:: Objective ::
Exclude any images and output the remaining records exactly.

:: Data for this exercise ::
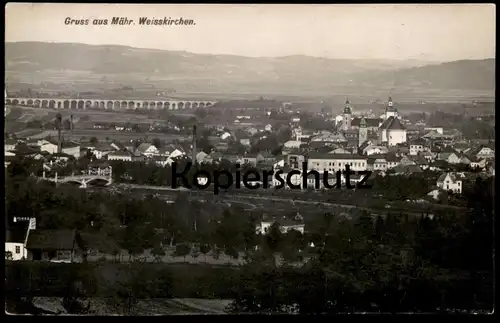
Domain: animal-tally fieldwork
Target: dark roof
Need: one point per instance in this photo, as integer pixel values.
(16, 232)
(370, 122)
(69, 144)
(407, 169)
(314, 155)
(392, 123)
(419, 141)
(9, 141)
(51, 239)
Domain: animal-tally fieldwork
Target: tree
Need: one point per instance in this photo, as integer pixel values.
(204, 249)
(232, 252)
(158, 252)
(182, 250)
(157, 143)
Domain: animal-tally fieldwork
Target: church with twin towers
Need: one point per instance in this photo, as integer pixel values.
(386, 130)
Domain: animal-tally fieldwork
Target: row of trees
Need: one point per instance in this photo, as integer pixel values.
(393, 265)
(388, 264)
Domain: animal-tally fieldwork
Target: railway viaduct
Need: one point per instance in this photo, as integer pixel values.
(108, 104)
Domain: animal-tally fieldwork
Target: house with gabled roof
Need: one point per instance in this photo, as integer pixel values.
(450, 182)
(392, 132)
(10, 144)
(417, 146)
(392, 160)
(147, 149)
(478, 163)
(482, 152)
(55, 245)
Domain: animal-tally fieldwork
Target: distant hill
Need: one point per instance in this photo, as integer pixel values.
(59, 62)
(459, 75)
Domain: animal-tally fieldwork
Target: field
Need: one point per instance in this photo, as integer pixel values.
(103, 135)
(18, 117)
(153, 306)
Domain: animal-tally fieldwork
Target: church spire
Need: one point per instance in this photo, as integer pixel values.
(347, 107)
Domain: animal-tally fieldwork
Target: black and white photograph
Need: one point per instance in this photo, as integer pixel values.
(233, 159)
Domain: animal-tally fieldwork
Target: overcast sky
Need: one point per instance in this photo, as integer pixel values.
(424, 32)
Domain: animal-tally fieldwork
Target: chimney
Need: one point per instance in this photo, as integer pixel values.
(58, 125)
(194, 145)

:: Full response ::
Domain: animal-tally fieldwork
Target: dark roof
Need: one point per instance in this photo, as integer pixel values.
(16, 232)
(370, 122)
(69, 144)
(407, 169)
(314, 155)
(392, 123)
(419, 141)
(9, 141)
(51, 239)
Domain: animal-tally fieldwork
Target: tree
Need: one point per instance in this photo, as integer pixel values.
(204, 249)
(232, 252)
(158, 252)
(182, 250)
(157, 143)
Domain: animal-tally fieldwork
Target: church with twin towers
Need: one point per instance in this photo, as integer pixel values.
(386, 130)
Domain: animal-tally fieldwork
Target: row of trees
Need: one point per instance in this photo, as integer pixel values.
(393, 265)
(388, 264)
Domain: animal-tally fieldwork
Target: railway viaduct
Need: one point per instance in this photo, as integer pixel values.
(108, 104)
Domain: animal-tally fieldwork
Target: house with gabled roof
Need: one point per instance in this photo, as integer pixel values.
(450, 182)
(392, 132)
(10, 144)
(417, 146)
(392, 160)
(147, 149)
(478, 163)
(482, 152)
(55, 245)
Domain: animal-tally fieldwork
Target: distant hill
Need: one point per instance in this photo, as integer pixel values.
(59, 62)
(459, 75)
Domain: animal-tally fieldwork
Target: field
Need: one point per instance in this photo, as integer pixel values.
(103, 135)
(18, 117)
(153, 306)
Domain: animal-tally fieldwork
Target: church spire
Need: one point per instance in this photo, as integer pixel values.
(347, 107)
Domain: animal-tally fieldwork
Target: black and white photograph
Need: one point per instance in this photo, as integer pixel values.
(233, 159)
Domain: animal-tally fieldwork
Target: overcast sky
Need: one point per instance in this photo, as integer pixel values.
(424, 32)
Domain: animal-tally fieldwork
Target: chimney
Need: one point per instance in this photo, as integer pixel values.
(58, 125)
(194, 145)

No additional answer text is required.